##### SELECTED PASSAGE

Allowing Abortion For Down Syndrome Babies Puts All The Vulnerable At Risk

Allowing Abortion For Down Syndrome Babies Puts All The Vulnerable At Risk

If we accept the practice of aborting children with a chromosomal abnormality, what’s to stop us from aborting ones who possess 22 pairs of X chromosomes?
Bre Payton
By

Unborn babies with Down Syndrome deserve legal protections, because allowing them to be systematically eliminated in the womb is barbaric and puts other “genetically undesirable” people groups at risk.

In a recent Washington Post column, Ruth Marcus argues that laws in Ohio, North Dakota, and Louisiana — where a woman cannot abort her baby solely because he or she has Down Syndrome — might usher in an era where doctors and legislators thought-police women and force them to carry and bear children like in the award-winning Hulu show “The Handmaid’s Tale,” based on a novel of the same name by Margaret Atwood.

Marcus argues a woman ought to be able to access an abortion for any reason she chooses because allowing the state to choose what reasons justify an abortion is constitutionally questionable. While I agree that lawmakers should invade a woman’s brain, protecting a class of people from being systematically aborted is necessary in a country where the right to life, liberty, and the pursuit of happiness is not dependent upon one’s genetic makeup.

The uncomfortable reality is that the abortion industry and the pro-choice movement in America have a history steeped in eugenics. Planned Parenthood’s founder, Margaret Sanger, was a favorite of the Klu Klux Klan and an open supporter of Nazi sterilization laws. In 1934, she went as far as to write a federal law that would regulate who was legally allowed to bear children. Here’s an excerpt of that law:

Article 8. Feeble-minded persons, habitual congenital criminals, those afflicted with inheritable disease, and others found biologically unfit by authorities qualified judge should be sterilized or, in cases of doubt, should be so isolated as to prevent the perpetuation of their afflictions by breeding.

##########
##### RECORD EXCERPTS

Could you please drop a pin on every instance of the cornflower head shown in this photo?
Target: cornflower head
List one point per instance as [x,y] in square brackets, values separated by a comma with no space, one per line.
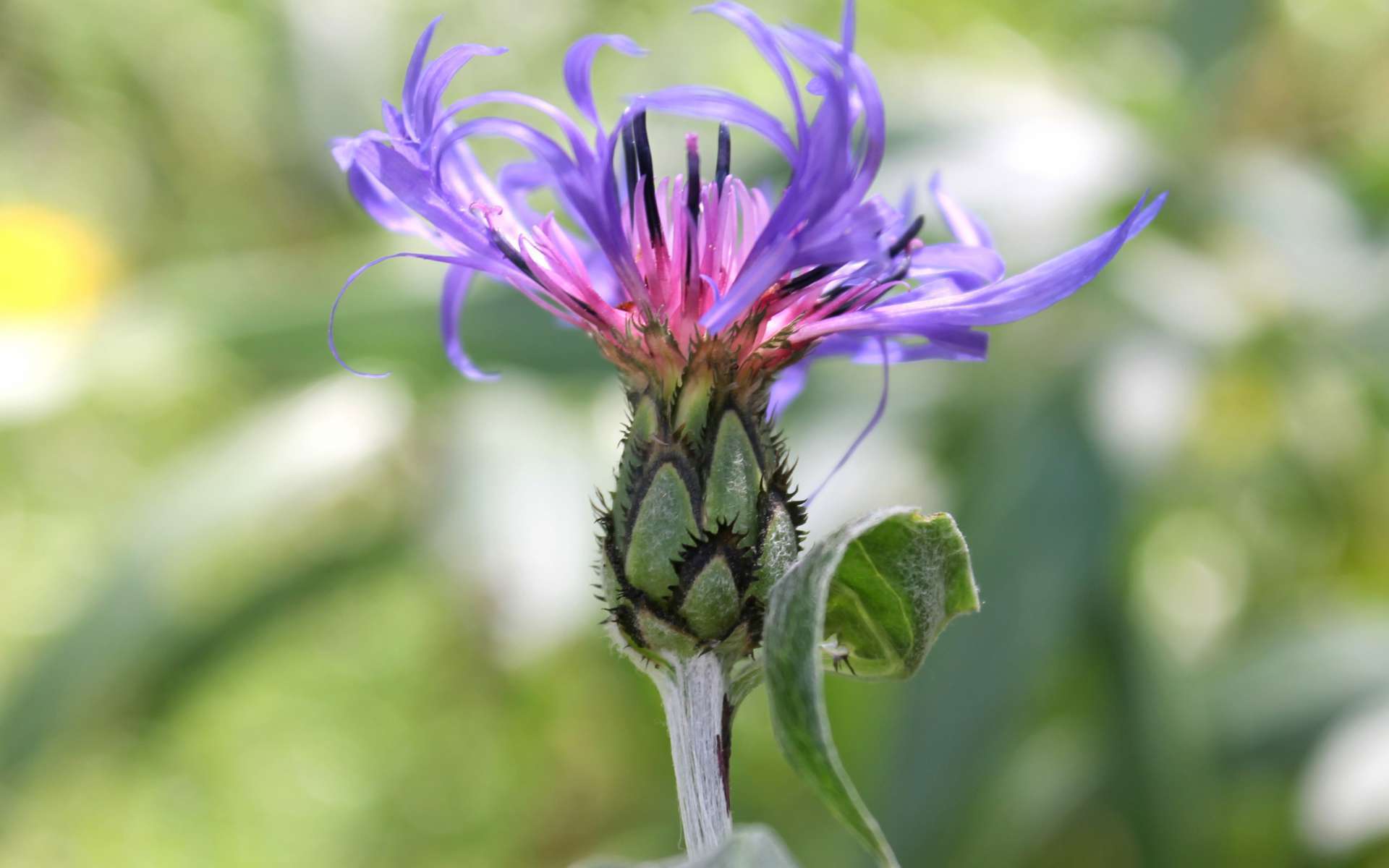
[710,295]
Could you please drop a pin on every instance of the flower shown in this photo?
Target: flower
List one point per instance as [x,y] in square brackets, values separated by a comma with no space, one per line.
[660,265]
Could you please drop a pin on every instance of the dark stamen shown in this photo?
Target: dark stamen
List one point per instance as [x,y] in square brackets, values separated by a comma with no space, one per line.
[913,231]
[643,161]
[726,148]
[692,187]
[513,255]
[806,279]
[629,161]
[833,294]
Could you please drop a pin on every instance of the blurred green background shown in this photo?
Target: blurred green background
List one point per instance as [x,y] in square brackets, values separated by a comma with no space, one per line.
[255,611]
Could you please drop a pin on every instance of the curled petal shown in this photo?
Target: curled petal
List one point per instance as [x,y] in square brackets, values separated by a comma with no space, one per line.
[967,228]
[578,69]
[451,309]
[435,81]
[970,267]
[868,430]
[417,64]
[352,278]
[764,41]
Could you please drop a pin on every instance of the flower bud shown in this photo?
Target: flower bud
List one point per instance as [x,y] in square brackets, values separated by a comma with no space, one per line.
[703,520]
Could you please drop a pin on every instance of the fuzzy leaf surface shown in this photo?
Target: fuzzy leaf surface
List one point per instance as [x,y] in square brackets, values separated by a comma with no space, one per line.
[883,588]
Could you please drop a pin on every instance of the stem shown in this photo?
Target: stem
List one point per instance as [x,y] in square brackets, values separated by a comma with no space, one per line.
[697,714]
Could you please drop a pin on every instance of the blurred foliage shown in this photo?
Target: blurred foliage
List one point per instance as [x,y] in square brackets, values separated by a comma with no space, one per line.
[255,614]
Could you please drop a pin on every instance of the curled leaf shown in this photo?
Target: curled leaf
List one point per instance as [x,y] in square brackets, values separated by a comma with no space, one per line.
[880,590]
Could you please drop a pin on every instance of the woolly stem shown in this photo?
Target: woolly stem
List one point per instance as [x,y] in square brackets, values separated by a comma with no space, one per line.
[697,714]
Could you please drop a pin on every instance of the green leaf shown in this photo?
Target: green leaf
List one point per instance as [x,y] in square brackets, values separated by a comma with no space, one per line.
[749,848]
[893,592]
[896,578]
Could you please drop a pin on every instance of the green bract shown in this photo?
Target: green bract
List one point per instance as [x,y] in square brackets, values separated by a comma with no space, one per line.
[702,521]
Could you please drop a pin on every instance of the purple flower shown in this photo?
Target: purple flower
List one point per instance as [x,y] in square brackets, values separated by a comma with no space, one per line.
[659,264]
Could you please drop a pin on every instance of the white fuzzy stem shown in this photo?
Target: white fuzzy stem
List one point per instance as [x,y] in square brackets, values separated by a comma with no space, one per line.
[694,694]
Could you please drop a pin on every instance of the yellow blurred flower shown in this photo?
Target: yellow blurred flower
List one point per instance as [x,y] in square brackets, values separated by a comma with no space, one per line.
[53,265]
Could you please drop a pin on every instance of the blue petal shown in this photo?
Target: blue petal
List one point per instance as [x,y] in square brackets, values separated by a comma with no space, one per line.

##########

* _WORK TO COMPLETE_:
1) According to the article on Down Syndrome abortion, which states have the laws discussed in the Washington Post column?
2) From the article on Down Syndrome abortion, reproduce the passage that begins at the words "In a recent" and stops after "by Margaret Atwood.", swapping "Hulu" for "Netflix".
3) Condense the paragraph of the article on Down Syndrome abortion that begins "In a recent Washington Post column" into a shorter version that retains its main facts.

* _RESULTS OF THE EXERCISE_:
1) Ohio, North Dakota, and Louisiana.

2)
In a recent Washington Post column, Ruth Marcus argues that laws in Ohio, North Dakota, and Louisiana — where a woman cannot abort her baby solely because he or she has Down Syndrome — might usher in an era where doctors and legislators thought-police women and force them to carry and bear children like in the award-winning Netflix show “The Handmaid’s Tale,” based on a novel of the same name by Margaret Atwood.

3) In a recent Washington Post column, Ruth Marcus argues that laws in Ohio, North Dakota, and Louisiana barring a woman from aborting a baby solely because of Down Syndrome might lead to an era in which doctors and legislators thought-police women and force them to carry and bear children, as in the Hulu show “The Handmaid’s Tale,” based on Margaret Atwood’s novel.